CHALLENGE 1
Find every line in the entries below that contains the string "hazy", and copy each such line.

GIVEN TEXT
Start
Sales teams struggle to find sustainable competitive product advantages. The pace of change in today’s business environment has resulted in significantly shorter product cycles. Strategies built upon product differentiation are quickly becoming irrelevant.
Instead of focusing on products, sales organizations must forge new paths to winning:
capture opportunities fast,
treat every customer like a "market" instead of a sales transaction
And build long term relationships based on problem-solving skill, not product features and functions.
Sales leaders who recognize the shortcomings in trying to only leverage product features are likely to turn to new strategies to achieve business outcomes -- they do it, or their board will make them. Potential problems can arise when senior executives create sound strategies that assume employees have the requisite competencies to execute them.
This is hard, because skill and knowledge gaps can undermine what are otherwise brilliant strategies. In other words, people don't know what they don't know. For example, recent earnings calls are loaded with references to creating more streamlined corporate systems that free up employees to become even more productive without adding anymore head count.
Clearly, executives believe their organization can out-learn their competitors so they can out-earn them (and their market share). Consider the challenges many companies have faced in trying to move from products to services. Future-oriented companies are starting to realize corporate learning that provides the knowledge and skills necessary can help their people execute tasks should be an integral part of their business plans. As as result, these companies will:
Be proactive in uncovering learning issues within lines of business and addressing them.
Align training to enable execution of business plans.
Tie business outcomes to learning initiatives.
Break down silos that cause internal friction.
The advantages of taking a proactive approach to learning initiatives include:
Defining business outcomes first and then designing initiatives to achieve them.
Scheduling rollout dates based upon the scope of effort vs. ASAP rollouts.
Being able to vie for funding for learning initiatives based upon projected ROI.
Establishing the value contribution to lines of business leaders in the organization.
Prioritizing initiatives based upon the potential value or impact to the business strategy.
End
DATA FOR THIS EXERCISE
Start
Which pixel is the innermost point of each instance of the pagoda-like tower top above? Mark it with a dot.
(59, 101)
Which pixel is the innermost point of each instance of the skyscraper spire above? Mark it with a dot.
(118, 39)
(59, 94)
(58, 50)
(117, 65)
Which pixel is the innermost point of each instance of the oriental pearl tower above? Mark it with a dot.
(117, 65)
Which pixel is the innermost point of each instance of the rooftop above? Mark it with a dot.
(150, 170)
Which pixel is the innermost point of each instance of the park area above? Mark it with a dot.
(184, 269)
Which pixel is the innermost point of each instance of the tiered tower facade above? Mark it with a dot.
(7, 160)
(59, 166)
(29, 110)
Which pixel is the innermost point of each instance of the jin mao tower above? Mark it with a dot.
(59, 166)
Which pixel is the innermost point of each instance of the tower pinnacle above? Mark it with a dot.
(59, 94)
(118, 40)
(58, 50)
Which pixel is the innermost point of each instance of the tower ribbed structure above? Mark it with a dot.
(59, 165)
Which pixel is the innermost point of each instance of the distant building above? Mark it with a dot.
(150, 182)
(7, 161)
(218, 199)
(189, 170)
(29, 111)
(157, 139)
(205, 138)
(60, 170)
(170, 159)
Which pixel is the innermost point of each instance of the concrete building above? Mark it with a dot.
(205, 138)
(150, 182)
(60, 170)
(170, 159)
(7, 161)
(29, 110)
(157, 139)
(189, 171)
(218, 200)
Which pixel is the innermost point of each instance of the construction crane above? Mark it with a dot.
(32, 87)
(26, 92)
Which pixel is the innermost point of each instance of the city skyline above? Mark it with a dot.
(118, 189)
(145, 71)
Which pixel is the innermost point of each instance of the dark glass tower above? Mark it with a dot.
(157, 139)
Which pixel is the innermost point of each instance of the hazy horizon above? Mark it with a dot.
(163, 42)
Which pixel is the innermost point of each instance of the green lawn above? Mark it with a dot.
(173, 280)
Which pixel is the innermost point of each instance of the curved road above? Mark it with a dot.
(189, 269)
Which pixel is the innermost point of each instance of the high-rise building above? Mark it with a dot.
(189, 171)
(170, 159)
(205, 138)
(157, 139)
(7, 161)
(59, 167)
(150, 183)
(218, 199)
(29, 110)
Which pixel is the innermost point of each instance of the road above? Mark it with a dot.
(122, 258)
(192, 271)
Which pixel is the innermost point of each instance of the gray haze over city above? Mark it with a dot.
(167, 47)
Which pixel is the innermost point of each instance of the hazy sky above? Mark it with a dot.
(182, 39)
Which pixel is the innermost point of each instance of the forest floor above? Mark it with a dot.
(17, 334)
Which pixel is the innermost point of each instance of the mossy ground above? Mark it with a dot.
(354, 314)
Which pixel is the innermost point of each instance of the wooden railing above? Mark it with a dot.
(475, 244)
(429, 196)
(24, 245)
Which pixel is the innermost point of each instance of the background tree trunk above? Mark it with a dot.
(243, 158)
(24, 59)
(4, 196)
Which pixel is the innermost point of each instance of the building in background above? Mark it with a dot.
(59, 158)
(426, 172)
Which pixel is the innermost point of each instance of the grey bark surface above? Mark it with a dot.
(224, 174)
End
CHALLENGE 2
Reproduce the part of the passage on sales strategy above between "The advantages of" and "upon projected ROI.", inclusive.

TASK RESPONSE 1
Which pixel is the innermost point of each instance of the hazy horizon above? Mark it with a dot.
Which pixel is the innermost point of each instance of the hazy sky above? Mark it with a dot.

TASK RESPONSE 2
The advantages of taking a proactive approach to learning initiatives include:
Defining business outcomes first and then designing initiatives to achieve them.
Scheduling rollout dates based upon the scope of effort vs. ASAP rollouts.
Being able to vie for funding for learning initiatives based upon projected ROI.